■ Supplied text:
..............................

Rangeomorphs are fractal and self-similar in form: they are made of branching sections, and each section repeats the same shape as the whole. The body "frond" is formed of branching "frond" elements, each a few centimetres long. Each of these is formed of many smaller "frondlets." Structurally, these are tubes held up by a semi-rigid organic skeleton. This body plan could have been formed using fairly simple developmental patterns.

== Ecology ==

Rangeomorphs dwelt in shallow to abyssal marine environments, were unable to move, and had no apparent reproductive organs. They may have reproduced asexually by dropping fronds. Since many lived below the lowest level of the ocean where sunlight can penetrate, they could not have survived by photosynthesis. There is no evidence of a gut or mouth. One hypothesis is that nutrients from seawater were concentrated in their bodies by osmosis. Among living organisms, only osmotrophic bacteria live in this way, but the fractal branching tube structure of rangeomorphs gave them an unusual amount of surface area for every unit of body volume. This structure may have made it possible for osmotrophic organisms to grow to large sizes. However, other researchers argue this way of life is implausible, and suggest filter feeding or other mechanisms.

Most rangeomorphs were attached to the sea floor by a stalk ending in a circular holdfast. Holdfasts were often torn from the frond by wave action or decay before fossilization, and are preserved as separate disc-shaped fossils that were given their own genus names (e.g. Aspidella). Other rangeomorphs (such as the spindle-shaped Fractofusus) lay flat on the sediment surface.

Though we do not know what rangeomorphs were, aspects of their lives are revealed by the fossil record. In some areas, numbers of fronds of the same genus are found together. Analysis suggests that the genus Fractofusus could reproduce in two ways, first by setting a particle of tissue loose in the ocean to land on the sea floor and develop into a new individual (a "grandparent"), and second, by "grandparents" spreading rapidly with stolons to form surrounding groups of smaller "parent" and "child" fronds, just as modern plants such as strawberries spread by runners.

Fossil assemblages from Newfoundland and the UK reveal that rangeomorphs could live in large groups. At least seven genera are associated with filaments or stolons up to four meters long. These filaments ran across or through the bacterial mats on which Ediacarans lived, connected with the holdfasts (or the center of the body in genera without holdfasts), and at least in some cases, connected individuals together. This evidence suggests rangeomorphs may have fed by absorbing nutrients from the bacterial mats, and might even have been colonial organisms (such as corals are today) rather than groups of unrelated individuals.

== Affinity ==

Rangeomorph communities are similar in structure to those of modern, suspension-feeding animals, but it is difficult to relate their morphology to any modern animals. Early researchers thought they were sea pens (Cnidaria), but examination of well-preserved specimens of Charnia reveals that the branching fronds of rangeomorphs were fundamentally different from sea pens in both anatomy and growth pattern, and the modern consensus is that they are unrelated. Rangeomorphs have at times been assigned to a range of modern animal and protist groups, but none of these classifications has withstood scrutiny; they probably represent an extinct stem group to either the animals or fungi. The fractal construction could be an adaptation to osmotic feeding that evolved independently in different groups, but most paleontologists now consider it to be a basic body characteristic inherited from a shared ancestor, which would mean the rangeomorphs are a natural taxon of organisms more closely related to each other than to anything else. The quilted construction suggests a close affinity to the erniettomorphs, another form taxon of Ediacarans whose bodies were made from sheets of many small tubes.

A 2021 analysis of the morphology and growth of Charnia concluded that rangeomorphs were early diverging eumetazoans that were not closely related to any living animal group.

..............................

■ Provided data:
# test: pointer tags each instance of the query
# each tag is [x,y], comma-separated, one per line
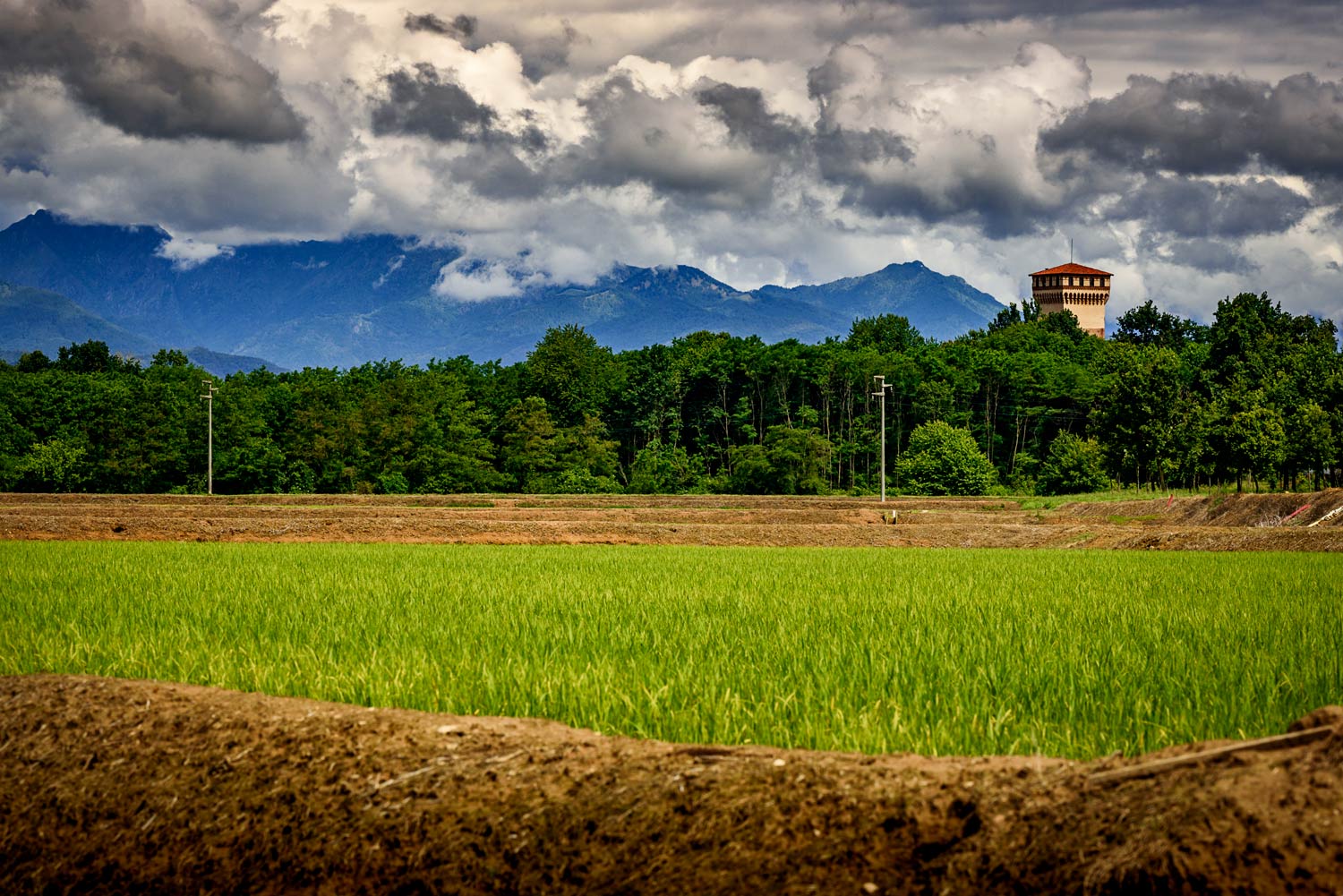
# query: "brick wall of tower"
[1077,293]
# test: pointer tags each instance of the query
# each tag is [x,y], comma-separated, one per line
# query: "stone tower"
[1080,289]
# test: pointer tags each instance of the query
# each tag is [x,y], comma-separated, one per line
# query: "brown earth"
[1214,523]
[110,786]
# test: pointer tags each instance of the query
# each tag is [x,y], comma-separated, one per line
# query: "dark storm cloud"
[1187,207]
[962,13]
[461,26]
[168,82]
[550,54]
[747,118]
[422,102]
[1206,255]
[496,172]
[1200,124]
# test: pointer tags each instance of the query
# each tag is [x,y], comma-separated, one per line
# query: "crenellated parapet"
[1077,287]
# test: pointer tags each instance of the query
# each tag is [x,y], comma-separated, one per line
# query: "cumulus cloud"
[475,281]
[185,252]
[145,74]
[1192,207]
[782,142]
[1201,124]
[461,24]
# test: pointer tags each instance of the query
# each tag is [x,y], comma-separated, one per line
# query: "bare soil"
[1216,523]
[110,786]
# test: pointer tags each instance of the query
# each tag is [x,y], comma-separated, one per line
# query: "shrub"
[945,460]
[1074,465]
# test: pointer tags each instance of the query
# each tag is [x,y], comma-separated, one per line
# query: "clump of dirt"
[1259,511]
[128,786]
[1230,523]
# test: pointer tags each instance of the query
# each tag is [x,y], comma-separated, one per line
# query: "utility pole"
[210,439]
[881,394]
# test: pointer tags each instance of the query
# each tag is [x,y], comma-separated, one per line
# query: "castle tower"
[1080,289]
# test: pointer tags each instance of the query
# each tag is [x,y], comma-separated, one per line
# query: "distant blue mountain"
[37,319]
[371,297]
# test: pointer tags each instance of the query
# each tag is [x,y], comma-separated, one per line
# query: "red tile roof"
[1072,269]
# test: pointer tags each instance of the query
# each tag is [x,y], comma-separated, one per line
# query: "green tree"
[531,443]
[665,469]
[886,333]
[1072,466]
[1311,445]
[574,373]
[56,465]
[945,460]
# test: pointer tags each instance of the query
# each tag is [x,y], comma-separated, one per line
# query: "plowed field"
[1222,523]
[117,786]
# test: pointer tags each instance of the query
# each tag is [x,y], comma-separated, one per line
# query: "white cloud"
[655,176]
[185,252]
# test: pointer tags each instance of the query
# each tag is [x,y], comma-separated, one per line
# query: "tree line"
[1031,405]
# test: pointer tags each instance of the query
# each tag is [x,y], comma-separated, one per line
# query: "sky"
[1194,150]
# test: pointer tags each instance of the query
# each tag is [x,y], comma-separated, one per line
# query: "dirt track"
[1224,523]
[139,788]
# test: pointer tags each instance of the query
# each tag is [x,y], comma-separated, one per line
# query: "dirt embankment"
[1224,523]
[139,788]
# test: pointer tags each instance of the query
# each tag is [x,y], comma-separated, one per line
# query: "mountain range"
[370,297]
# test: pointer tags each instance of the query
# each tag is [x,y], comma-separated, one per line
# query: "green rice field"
[876,651]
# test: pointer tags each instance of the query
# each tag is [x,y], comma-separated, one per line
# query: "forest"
[1031,405]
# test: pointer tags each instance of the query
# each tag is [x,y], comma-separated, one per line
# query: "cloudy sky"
[1195,150]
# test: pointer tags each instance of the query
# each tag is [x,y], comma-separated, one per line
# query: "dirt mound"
[1208,525]
[120,786]
[1259,511]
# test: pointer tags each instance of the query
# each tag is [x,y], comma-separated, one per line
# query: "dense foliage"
[1256,397]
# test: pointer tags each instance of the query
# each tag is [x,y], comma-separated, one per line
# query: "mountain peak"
[295,303]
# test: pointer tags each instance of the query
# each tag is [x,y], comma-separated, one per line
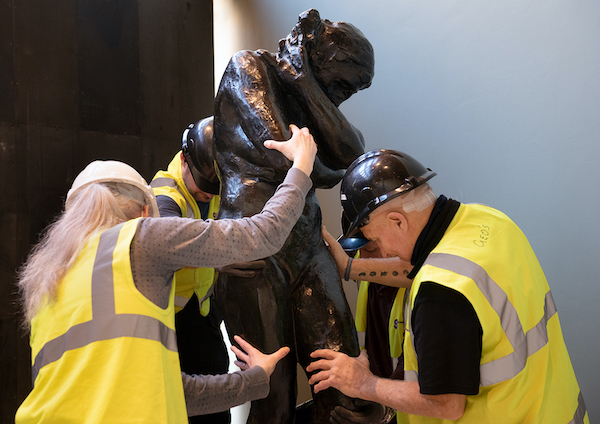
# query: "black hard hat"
[196,145]
[374,178]
[353,243]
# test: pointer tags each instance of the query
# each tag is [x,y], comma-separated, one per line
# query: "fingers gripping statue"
[297,299]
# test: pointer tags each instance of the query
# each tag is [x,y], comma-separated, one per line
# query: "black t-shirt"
[447,332]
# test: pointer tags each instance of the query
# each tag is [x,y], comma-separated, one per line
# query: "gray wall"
[502,100]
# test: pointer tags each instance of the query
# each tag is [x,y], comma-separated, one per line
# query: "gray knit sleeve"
[207,394]
[165,245]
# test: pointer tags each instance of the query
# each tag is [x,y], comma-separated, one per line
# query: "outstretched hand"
[351,376]
[250,356]
[301,148]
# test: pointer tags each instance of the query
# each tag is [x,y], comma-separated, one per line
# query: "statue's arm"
[247,88]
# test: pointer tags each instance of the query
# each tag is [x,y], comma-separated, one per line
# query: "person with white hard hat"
[99,300]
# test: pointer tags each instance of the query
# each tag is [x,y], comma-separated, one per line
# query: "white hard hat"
[102,171]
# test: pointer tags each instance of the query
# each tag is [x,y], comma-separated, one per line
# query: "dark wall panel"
[82,80]
[45,69]
[7,76]
[108,64]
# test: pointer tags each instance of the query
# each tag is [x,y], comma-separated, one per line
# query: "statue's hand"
[243,269]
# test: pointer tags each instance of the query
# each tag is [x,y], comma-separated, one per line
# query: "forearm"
[405,396]
[387,271]
[207,394]
[171,244]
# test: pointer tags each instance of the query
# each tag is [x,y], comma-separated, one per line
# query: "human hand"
[349,375]
[250,356]
[301,148]
[337,251]
[243,269]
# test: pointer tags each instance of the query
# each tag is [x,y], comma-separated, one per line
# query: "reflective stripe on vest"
[524,345]
[103,306]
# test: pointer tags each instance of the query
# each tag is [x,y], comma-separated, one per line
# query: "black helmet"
[196,145]
[352,243]
[374,178]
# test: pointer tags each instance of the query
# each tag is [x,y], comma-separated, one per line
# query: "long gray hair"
[93,209]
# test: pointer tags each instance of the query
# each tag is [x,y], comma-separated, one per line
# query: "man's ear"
[398,220]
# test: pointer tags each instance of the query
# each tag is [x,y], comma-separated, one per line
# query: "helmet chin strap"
[423,200]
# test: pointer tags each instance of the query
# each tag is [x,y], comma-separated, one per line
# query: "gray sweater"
[164,245]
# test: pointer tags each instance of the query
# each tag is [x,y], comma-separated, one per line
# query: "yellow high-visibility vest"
[104,353]
[187,280]
[526,373]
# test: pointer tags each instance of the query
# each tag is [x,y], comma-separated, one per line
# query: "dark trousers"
[202,349]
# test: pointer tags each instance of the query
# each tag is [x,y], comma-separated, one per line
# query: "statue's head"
[340,56]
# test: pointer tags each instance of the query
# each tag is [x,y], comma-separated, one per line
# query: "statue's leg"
[258,309]
[323,319]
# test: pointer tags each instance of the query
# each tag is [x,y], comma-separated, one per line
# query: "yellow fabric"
[188,280]
[105,379]
[545,390]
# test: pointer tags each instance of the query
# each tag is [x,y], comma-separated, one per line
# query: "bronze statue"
[297,299]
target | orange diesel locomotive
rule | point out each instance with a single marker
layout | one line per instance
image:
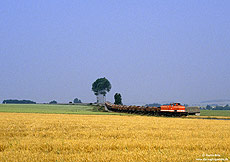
(175, 109)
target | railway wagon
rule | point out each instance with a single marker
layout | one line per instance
(175, 109)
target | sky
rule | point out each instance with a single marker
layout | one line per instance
(150, 51)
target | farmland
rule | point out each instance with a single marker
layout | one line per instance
(68, 137)
(215, 113)
(52, 109)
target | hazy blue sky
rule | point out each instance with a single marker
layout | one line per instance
(151, 51)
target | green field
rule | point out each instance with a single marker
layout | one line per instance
(214, 112)
(53, 109)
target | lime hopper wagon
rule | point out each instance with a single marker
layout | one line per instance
(175, 109)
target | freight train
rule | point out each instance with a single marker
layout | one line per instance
(174, 109)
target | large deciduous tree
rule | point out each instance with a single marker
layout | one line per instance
(100, 87)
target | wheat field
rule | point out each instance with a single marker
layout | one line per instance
(63, 137)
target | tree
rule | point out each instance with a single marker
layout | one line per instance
(100, 87)
(53, 102)
(76, 100)
(118, 99)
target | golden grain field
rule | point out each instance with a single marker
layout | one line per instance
(59, 137)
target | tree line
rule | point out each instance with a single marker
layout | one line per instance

..............................

■ Activity:
Answer the following questions from the rangeomorph text above.
1. What genus name is given as an example for the disc-shaped fossils of holdfasts preserved apart from their fronds?
2. Up to what length do the filaments or stolons associated with at least seven genera reach?
3. Well-preserved specimens of which genus showed that rangeomorph fronds differed from sea pens?

■ Solution to the exercise:
1. Aspidella
2. Four meters
3. Charnia